_WHAT YOU NEED TO DO_. Exactly as given, write out the lines from the one containing "349L43 347L1 355V373L24" through the end of the listing, with both ends included and nothing else.

START SUPPLIED MATERIAL

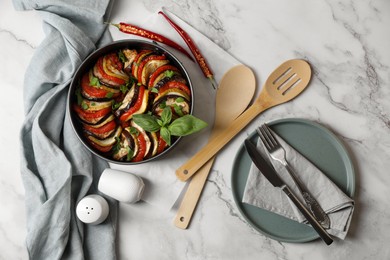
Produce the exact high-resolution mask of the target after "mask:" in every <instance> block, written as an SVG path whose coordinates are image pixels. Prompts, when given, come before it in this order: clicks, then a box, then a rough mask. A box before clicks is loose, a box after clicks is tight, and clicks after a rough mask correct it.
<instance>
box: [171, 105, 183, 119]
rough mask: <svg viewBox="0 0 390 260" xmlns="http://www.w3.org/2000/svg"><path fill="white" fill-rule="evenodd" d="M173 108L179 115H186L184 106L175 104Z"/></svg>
mask: <svg viewBox="0 0 390 260" xmlns="http://www.w3.org/2000/svg"><path fill="white" fill-rule="evenodd" d="M173 109H174V110H175V113H176V114H177V115H178V116H184V113H183V111H182V108H181V106H179V105H178V104H173Z"/></svg>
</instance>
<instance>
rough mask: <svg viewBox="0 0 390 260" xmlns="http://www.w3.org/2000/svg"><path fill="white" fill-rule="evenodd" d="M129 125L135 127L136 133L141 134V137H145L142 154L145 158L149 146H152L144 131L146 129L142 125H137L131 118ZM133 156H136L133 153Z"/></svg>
mask: <svg viewBox="0 0 390 260" xmlns="http://www.w3.org/2000/svg"><path fill="white" fill-rule="evenodd" d="M131 126H132V127H134V128H135V129H137V130H138V134H139V135H142V136H143V138H144V139H145V153H144V156H143V157H144V158H145V157H147V155H148V154H149V151H150V148H151V146H152V142H151V141H150V138H149V136H148V134H147V133H146V131H145V130H144V129H143V128H142V127H140V126H139V125H137V124H136V123H135V122H134V121H133V120H132V121H131ZM135 156H136V154H134V157H135Z"/></svg>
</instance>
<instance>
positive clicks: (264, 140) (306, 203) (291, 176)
mask: <svg viewBox="0 0 390 260" xmlns="http://www.w3.org/2000/svg"><path fill="white" fill-rule="evenodd" d="M257 133H258V134H259V136H260V139H261V141H262V142H263V143H264V146H265V148H266V149H267V151H268V153H269V155H270V156H271V158H272V159H273V160H276V161H278V162H279V163H281V164H282V165H283V166H284V167H285V168H286V170H287V172H288V173H289V174H290V176H291V177H292V179H293V180H294V182H295V184H296V185H297V187H298V189H299V191H300V192H301V194H302V196H303V199H304V200H305V203H306V204H307V206H308V207H309V209H310V211H311V212H312V213H313V215H314V217H315V218H316V219H317V220H318V222H320V223H321V225H322V226H323V227H324V228H329V227H330V219H329V217H328V215H327V214H326V213H325V212H324V210H323V209H322V208H321V206H320V204H318V202H317V200H316V199H315V198H314V197H313V196H312V195H311V194H310V193H309V191H308V190H307V189H306V187H305V185H304V184H303V183H302V181H301V180H300V179H299V178H298V176H297V175H296V174H295V172H294V170H293V169H292V167H291V166H290V164H289V163H288V162H287V160H286V151H285V150H284V148H283V147H282V146H281V145H280V143H279V142H278V140H277V139H276V138H275V136H274V135H273V134H272V132H271V131H270V128H269V127H268V126H267V125H266V124H263V125H262V126H260V127H259V128H257Z"/></svg>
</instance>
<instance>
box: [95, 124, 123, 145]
mask: <svg viewBox="0 0 390 260" xmlns="http://www.w3.org/2000/svg"><path fill="white" fill-rule="evenodd" d="M121 133H122V127H121V126H120V125H118V127H117V128H116V129H115V132H114V133H113V134H111V135H110V136H109V137H107V138H105V139H99V138H97V137H95V136H93V135H87V138H88V139H89V140H90V141H92V142H94V143H95V144H97V145H99V146H103V147H106V146H110V145H114V144H115V142H116V140H117V138H119V136H120V135H121Z"/></svg>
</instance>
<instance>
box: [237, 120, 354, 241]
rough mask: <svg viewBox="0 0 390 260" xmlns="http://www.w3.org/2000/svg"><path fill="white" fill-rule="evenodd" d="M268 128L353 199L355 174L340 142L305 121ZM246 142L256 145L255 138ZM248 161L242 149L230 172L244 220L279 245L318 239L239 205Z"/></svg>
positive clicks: (295, 227) (294, 120)
mask: <svg viewBox="0 0 390 260" xmlns="http://www.w3.org/2000/svg"><path fill="white" fill-rule="evenodd" d="M268 125H269V126H270V127H271V128H272V129H273V130H274V131H275V132H276V133H277V134H278V135H280V137H282V138H283V139H284V140H285V141H287V142H288V143H289V144H290V145H291V146H292V147H294V148H295V149H296V150H297V151H299V152H300V153H301V154H302V155H303V156H305V157H306V158H307V159H309V160H310V161H311V162H312V163H314V164H315V165H316V166H317V167H318V168H319V169H320V170H321V171H322V172H323V173H324V174H326V175H327V176H328V177H329V178H330V179H331V180H332V181H333V182H334V183H336V184H337V185H338V186H339V187H340V188H341V190H343V191H344V192H345V193H346V194H347V195H349V196H350V197H353V195H354V192H355V173H354V168H353V165H352V163H351V159H350V157H349V155H348V152H347V150H346V149H345V147H344V146H343V144H342V143H341V142H340V141H339V139H338V138H337V137H336V136H335V135H334V134H333V133H332V132H330V131H329V130H328V129H326V128H325V127H323V126H321V125H319V124H317V123H314V122H312V121H308V120H305V119H281V120H277V121H273V122H270V123H268ZM249 138H250V139H251V140H252V141H253V142H256V141H257V138H258V136H257V134H256V133H255V132H254V133H252V134H251V135H250V136H249ZM251 163H252V161H251V159H250V158H249V155H248V154H247V152H246V149H245V147H244V146H243V145H241V147H240V149H239V150H238V153H237V155H236V157H235V160H234V163H233V169H232V191H233V197H234V200H235V202H236V204H237V206H238V208H239V210H240V212H241V213H242V215H243V216H244V217H245V219H246V220H247V221H248V222H249V223H250V224H251V225H252V226H253V227H254V228H255V229H257V230H258V231H260V232H261V233H263V234H265V235H266V236H268V237H270V238H272V239H275V240H278V241H282V242H295V243H301V242H308V241H311V240H314V239H317V238H319V236H318V234H317V233H316V232H315V231H314V229H313V228H311V227H310V226H307V225H305V224H300V223H298V222H296V221H293V220H290V219H288V218H285V217H283V216H280V215H277V214H275V213H272V212H269V211H267V210H264V209H260V208H257V207H254V206H252V205H248V204H245V203H242V197H243V193H244V188H245V184H246V180H247V178H248V174H249V169H250V166H251Z"/></svg>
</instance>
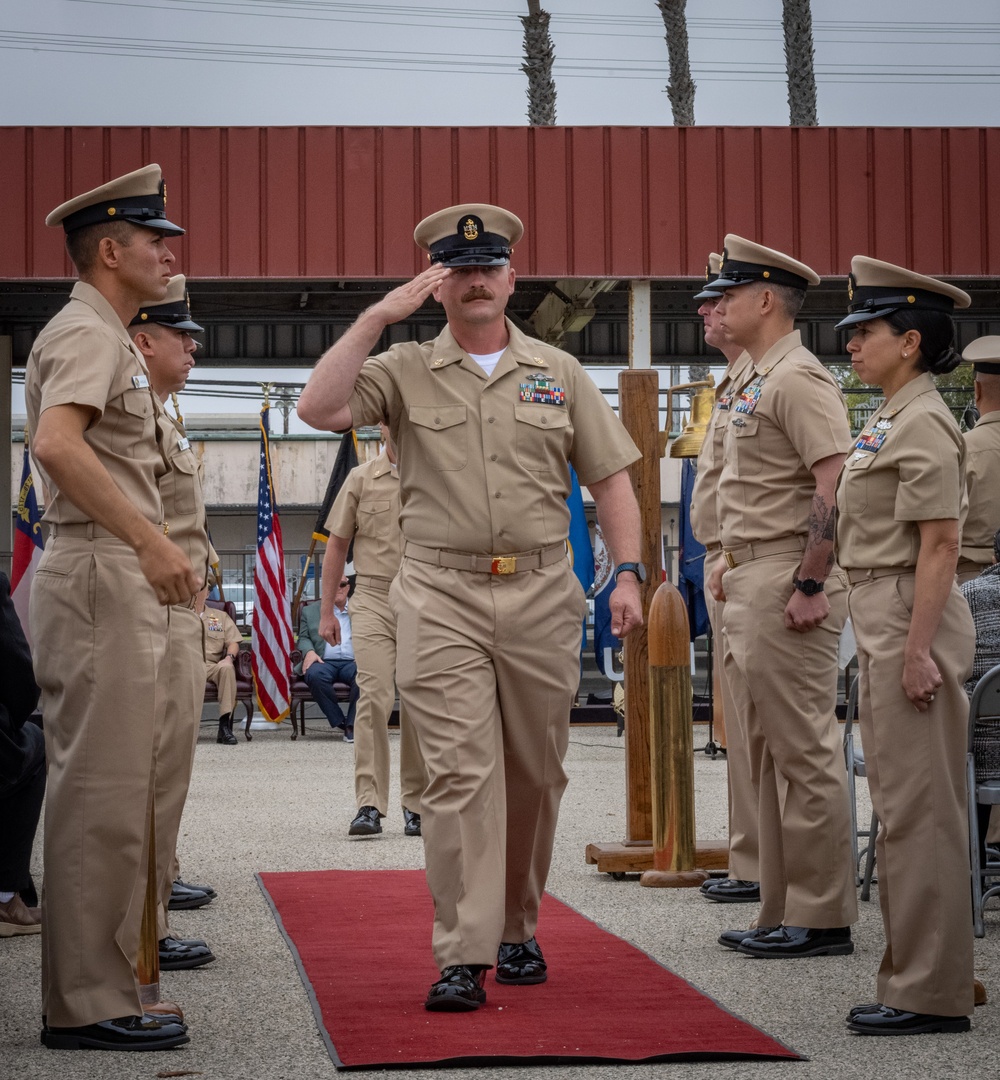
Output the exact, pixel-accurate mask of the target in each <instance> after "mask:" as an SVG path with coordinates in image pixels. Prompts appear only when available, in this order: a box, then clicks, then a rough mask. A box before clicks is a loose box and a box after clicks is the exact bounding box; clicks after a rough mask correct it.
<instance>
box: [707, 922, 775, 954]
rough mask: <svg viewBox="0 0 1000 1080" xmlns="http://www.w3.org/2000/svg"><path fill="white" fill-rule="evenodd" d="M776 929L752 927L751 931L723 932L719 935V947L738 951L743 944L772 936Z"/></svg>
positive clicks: (736, 930) (721, 932)
mask: <svg viewBox="0 0 1000 1080" xmlns="http://www.w3.org/2000/svg"><path fill="white" fill-rule="evenodd" d="M778 929H779V928H778V927H754V929H753V930H724V931H722V932H721V933H720V934H719V945H725V946H726V948H735V949H738V948H739V947H740V946H741V945H742V944H743V943H744V942H747V941H752V940H753V939H755V937H763V936H765V935H766V934H772V933H774V931H775V930H778Z"/></svg>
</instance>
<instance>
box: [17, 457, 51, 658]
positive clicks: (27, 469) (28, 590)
mask: <svg viewBox="0 0 1000 1080" xmlns="http://www.w3.org/2000/svg"><path fill="white" fill-rule="evenodd" d="M44 545H45V541H44V539H43V538H42V515H41V514H40V513H39V512H38V500H37V499H36V498H35V482H33V480H32V478H31V461H30V458H29V457H28V440H27V438H25V459H24V465H23V467H22V470H21V491H19V492H18V495H17V516H16V517H15V518H14V557H13V558H12V561H11V599H12V600H13V602H14V610H15V611H16V612H17V617H18V619H21V627H22V630H23V631H24V632H25V637H26V638H27V639H28V645H30V644H31V631H30V629H29V627H28V596H29V594H30V592H31V579H32V578H33V577H35V568H36V567H37V566H38V563H39V559H40V558H41V557H42V549H43V548H44Z"/></svg>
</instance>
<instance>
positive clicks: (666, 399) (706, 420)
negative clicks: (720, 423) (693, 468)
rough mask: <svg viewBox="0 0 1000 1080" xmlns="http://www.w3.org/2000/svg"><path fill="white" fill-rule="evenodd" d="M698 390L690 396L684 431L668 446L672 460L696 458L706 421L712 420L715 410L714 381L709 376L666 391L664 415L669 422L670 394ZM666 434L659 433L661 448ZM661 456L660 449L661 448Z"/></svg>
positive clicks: (712, 378) (669, 413)
mask: <svg viewBox="0 0 1000 1080" xmlns="http://www.w3.org/2000/svg"><path fill="white" fill-rule="evenodd" d="M695 389H697V390H698V393H697V394H692V395H691V416H690V418H689V420H688V422H687V423H686V424H685V426H684V431H681V432H680V434H679V435H678V436H677V437H676V438H675V440H674V441H673V443H671V444H670V449H671V457H672V458H697V457H698V455H699V453H700V450H701V448H702V444H703V443H704V442H705V435H706V434H707V432H708V421H710V420H711V419H712V410H713V409H714V408H715V380H714V379H713V378H712V376H711V375H710V376H708V378H707V379H705V380H704V381H702V382H684V383H680V384H679V386H676V387H670V388H668V389H667V399H666V409H667V411H666V415H667V422H670V419H668V418H670V416H671V415H672V409H671V396H670V395H671V394H672V393H674V392H675V391H677V390H695ZM667 437H668V434H667V432H661V447H662V446H665V444H666V441H667ZM661 456H662V448H661Z"/></svg>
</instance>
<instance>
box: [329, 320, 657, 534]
mask: <svg viewBox="0 0 1000 1080" xmlns="http://www.w3.org/2000/svg"><path fill="white" fill-rule="evenodd" d="M506 325H508V330H509V333H510V342H509V345H508V347H506V349H505V350H504V352H503V355H502V356H501V357H500V360H499V362H498V363H497V367H496V369H495V370H494V374H492V376H490V377H487V375H486V373H485V372H484V370H483V368H482V367H479V365H478V364H477V363H476V362H475V361H474V360H472V357H471V356H470V355H469V354H468V353H465V352H463V351H462V349H461V348H460V347H459V345H458V343H457V342H456V340H455V338H454V337H452V336H451V330H450V329H449V328H448V327H445V329H444V330H443V332H442V333H441V334H440V335H438V337H437V338H435V339H434V340H433V341H425V342H422V343H420V342H416V341H407V342H403V343H401V345H395V346H393V347H392V348H391V349H390V350H389V351H388V352H386V353H382V354H381V355H380V356H375V357H371V359H369V360H368V361H367V362H366V363H365V365H364V366H363V367H362V369H361V374H360V375H359V377H357V382H356V383H355V387H354V393H353V394H352V395H351V400H350V406H351V415H352V418H353V422H354V424H355V427H356V426H357V424H362V423H375V422H377V421H378V420H386V421H387V422H388V424H389V429H390V431H391V432H392V435H393V438H394V440H395V443H396V446H397V447H398V448H400V484H401V492H402V495H401V497H402V510H401V517H400V525H401V527H402V529H403V537H404V539H405V540H408V541H410V542H411V543H416V544H421V545H424V546H428V548H443V549H447V550H450V551H467V552H482V553H491V554H497V555H503V554H509V553H511V552H517V551H530V550H532V549H538V548H544V546H546V545H549V544H553V543H559V542H560V541H563V540H565V539H566V537H567V536H568V535H569V509H568V507H567V504H566V496H567V495H568V494H569V490H570V481H569V468H568V465H569V464H572V467H573V468H575V469H576V470H577V475H578V476H579V478H580V483H581V484H583V485H586V484H590V483H592V482H594V481H598V480H605V478H606V477H607V476H610V475H611V474H612V473H616V472H619V471H620V470H622V469H624V468H625V467H626V465H630V464H631V463H632V462H633V461H635V460H636V459H637V458H638V457H639V451H638V450H637V449H636V447H635V444H634V443H633V442H632V440H631V438H630V437H629V434H627V432H626V431H625V430H624V428H623V427H622V426H621V423H620V422H619V420H618V418H617V417H616V416H614V414H613V411H612V410H611V408H610V406H609V405H608V404H607V402H606V401H605V400H604V396H603V395H602V393H600V391H599V390H598V389H597V387H596V384H595V383H594V381H593V380H592V379H591V377H590V376H589V375H587V374H586V373H585V372H584V370H583V368H582V367H581V366H580V364H579V362H578V361H577V360H576V357H573V356H570V355H569V353H566V352H563V351H562V350H560V349H556V348H554V347H553V346H549V345H544V343H543V342H541V341H537V340H535V339H533V338H528V337H526V336H525V335H524V334H522V333H521V330H518V329H517V327H516V326H514V324H513V323H511V322H510V321H508V324H506Z"/></svg>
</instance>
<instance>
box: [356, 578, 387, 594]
mask: <svg viewBox="0 0 1000 1080" xmlns="http://www.w3.org/2000/svg"><path fill="white" fill-rule="evenodd" d="M354 582H355V584H356V585H359V586H360V588H362V589H370V590H371V592H373V593H388V592H389V586H390V585H391V584H392V581H391V580H390V579H389V578H369V577H367V576H366V575H363V573H359V575H357V577H356V578H355V579H354Z"/></svg>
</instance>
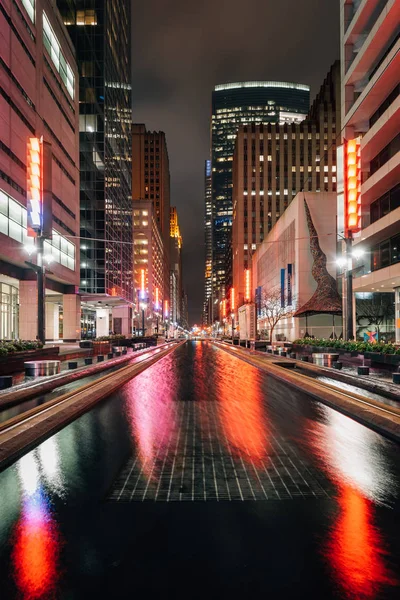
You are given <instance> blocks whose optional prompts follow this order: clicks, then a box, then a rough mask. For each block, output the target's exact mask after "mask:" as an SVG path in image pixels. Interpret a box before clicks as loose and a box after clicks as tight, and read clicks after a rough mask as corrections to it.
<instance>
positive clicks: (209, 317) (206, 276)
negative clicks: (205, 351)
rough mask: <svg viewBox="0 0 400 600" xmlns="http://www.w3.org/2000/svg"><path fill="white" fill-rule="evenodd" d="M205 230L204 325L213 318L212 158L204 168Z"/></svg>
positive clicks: (205, 163)
mask: <svg viewBox="0 0 400 600" xmlns="http://www.w3.org/2000/svg"><path fill="white" fill-rule="evenodd" d="M204 198H205V211H204V231H205V240H204V241H205V272H204V307H203V325H209V324H210V322H211V320H212V314H211V313H212V179H211V160H206V163H205V169H204Z"/></svg>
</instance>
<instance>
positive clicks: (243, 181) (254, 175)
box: [216, 61, 340, 314]
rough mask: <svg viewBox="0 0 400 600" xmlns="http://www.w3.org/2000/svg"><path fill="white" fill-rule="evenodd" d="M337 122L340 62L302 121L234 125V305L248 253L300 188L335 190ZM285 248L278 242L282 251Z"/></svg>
mask: <svg viewBox="0 0 400 600" xmlns="http://www.w3.org/2000/svg"><path fill="white" fill-rule="evenodd" d="M338 123H340V64H339V61H337V62H335V63H334V65H333V66H332V68H331V70H330V71H329V73H328V75H327V77H326V78H325V80H324V82H323V84H322V86H321V89H320V91H319V93H318V95H317V97H316V98H315V100H314V102H313V104H312V107H311V109H310V111H309V113H308V115H307V118H306V119H305V120H304V121H302V122H301V123H299V124H295V123H285V124H283V125H280V124H279V123H268V124H266V125H263V124H260V125H256V124H254V123H252V124H251V125H244V126H241V127H240V128H239V131H238V134H237V138H236V142H235V151H234V159H233V225H232V282H233V286H234V288H235V292H236V304H237V306H240V305H241V304H242V303H243V302H244V299H245V293H244V292H245V269H251V262H252V261H251V258H252V255H253V254H254V252H255V251H256V249H257V248H258V247H259V245H260V244H261V243H262V242H263V240H264V239H265V238H266V237H267V236H268V233H269V232H270V231H271V229H272V228H273V226H274V225H275V223H276V222H277V220H278V219H279V218H280V217H281V215H282V214H283V212H284V211H285V210H286V208H287V207H288V206H289V204H290V203H291V201H292V199H293V198H294V197H295V196H296V194H297V193H298V192H300V191H302V190H304V191H306V192H307V191H309V192H335V191H336V142H337V135H338V134H337V130H336V126H337V124H338ZM338 129H339V128H338ZM339 135H340V134H339ZM333 225H334V224H332V226H333ZM285 251H286V249H285V247H284V245H283V244H281V253H282V254H284V253H285ZM216 314H218V313H216Z"/></svg>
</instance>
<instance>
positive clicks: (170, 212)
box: [170, 206, 182, 331]
mask: <svg viewBox="0 0 400 600" xmlns="http://www.w3.org/2000/svg"><path fill="white" fill-rule="evenodd" d="M181 313H182V236H181V232H180V228H179V221H178V212H177V210H176V207H175V206H171V211H170V314H171V323H172V324H173V327H174V331H176V327H175V323H177V324H178V325H180V324H181Z"/></svg>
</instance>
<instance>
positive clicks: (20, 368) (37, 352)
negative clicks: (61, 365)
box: [0, 346, 60, 375]
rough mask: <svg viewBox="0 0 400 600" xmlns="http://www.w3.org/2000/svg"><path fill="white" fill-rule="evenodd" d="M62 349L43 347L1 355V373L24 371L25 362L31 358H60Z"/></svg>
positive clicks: (49, 359) (16, 372) (1, 374)
mask: <svg viewBox="0 0 400 600" xmlns="http://www.w3.org/2000/svg"><path fill="white" fill-rule="evenodd" d="M59 352H60V349H59V348H58V346H57V347H55V348H42V349H41V350H24V351H23V352H14V353H10V354H8V356H1V357H0V375H12V374H13V373H20V372H23V371H24V363H25V362H27V361H30V360H58V359H59Z"/></svg>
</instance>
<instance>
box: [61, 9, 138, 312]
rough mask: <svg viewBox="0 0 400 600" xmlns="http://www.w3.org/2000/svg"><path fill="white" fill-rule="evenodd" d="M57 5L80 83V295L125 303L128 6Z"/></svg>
mask: <svg viewBox="0 0 400 600" xmlns="http://www.w3.org/2000/svg"><path fill="white" fill-rule="evenodd" d="M57 4H58V6H59V9H60V12H61V14H62V16H63V20H64V23H65V25H66V26H67V28H68V31H69V34H70V36H71V38H72V41H73V43H74V46H75V49H76V55H77V59H78V65H79V75H80V78H79V112H80V115H79V131H80V135H79V138H80V173H81V184H80V186H81V190H80V211H81V243H80V247H81V281H80V289H81V292H82V294H87V295H92V294H93V295H105V296H106V297H108V296H109V297H113V298H120V299H121V301H128V302H132V301H133V299H134V290H133V276H132V274H133V264H132V262H133V252H132V201H131V194H132V192H131V182H132V175H131V171H132V165H131V163H132V143H131V125H132V111H131V85H130V80H131V33H130V32H131V3H130V1H129V0H57ZM103 240H104V241H103Z"/></svg>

END SUPPLIED MATERIAL

_EXERCISE OUTPUT_.
rough mask: <svg viewBox="0 0 400 600" xmlns="http://www.w3.org/2000/svg"><path fill="white" fill-rule="evenodd" d="M62 349L43 347L1 355V373L24 371L25 362L31 358H60Z"/></svg>
positive clicks: (49, 359) (16, 372) (1, 374)
mask: <svg viewBox="0 0 400 600" xmlns="http://www.w3.org/2000/svg"><path fill="white" fill-rule="evenodd" d="M59 352H60V349H59V348H58V346H57V347H55V348H42V349H41V350H24V351H23V352H14V353H10V354H8V356H1V357H0V375H12V374H13V373H20V372H23V371H24V363H25V362H27V361H30V360H58V359H59Z"/></svg>
</instance>
<instance>
box: [61, 9, 138, 312]
rough mask: <svg viewBox="0 0 400 600" xmlns="http://www.w3.org/2000/svg"><path fill="white" fill-rule="evenodd" d="M57 5L80 83V295L125 303L128 6Z"/></svg>
mask: <svg viewBox="0 0 400 600" xmlns="http://www.w3.org/2000/svg"><path fill="white" fill-rule="evenodd" d="M57 4H58V6H59V9H60V12H61V14H62V16H63V20H64V23H65V25H66V26H67V28H68V31H69V34H70V36H71V38H72V41H73V43H74V46H75V49H76V55H77V59H78V65H79V75H80V78H79V112H80V115H79V131H80V135H79V138H80V173H81V184H80V186H81V190H80V211H81V243H80V247H81V281H80V289H81V292H82V294H87V295H92V294H93V295H105V296H106V297H108V296H109V297H113V298H120V299H121V301H128V302H132V301H133V299H134V290H133V276H132V274H133V264H132V262H133V252H132V201H131V194H132V192H131V182H132V175H131V171H132V165H131V163H132V143H131V125H132V111H131V85H130V80H131V33H130V32H131V3H130V1H129V0H57ZM103 240H104V241H103Z"/></svg>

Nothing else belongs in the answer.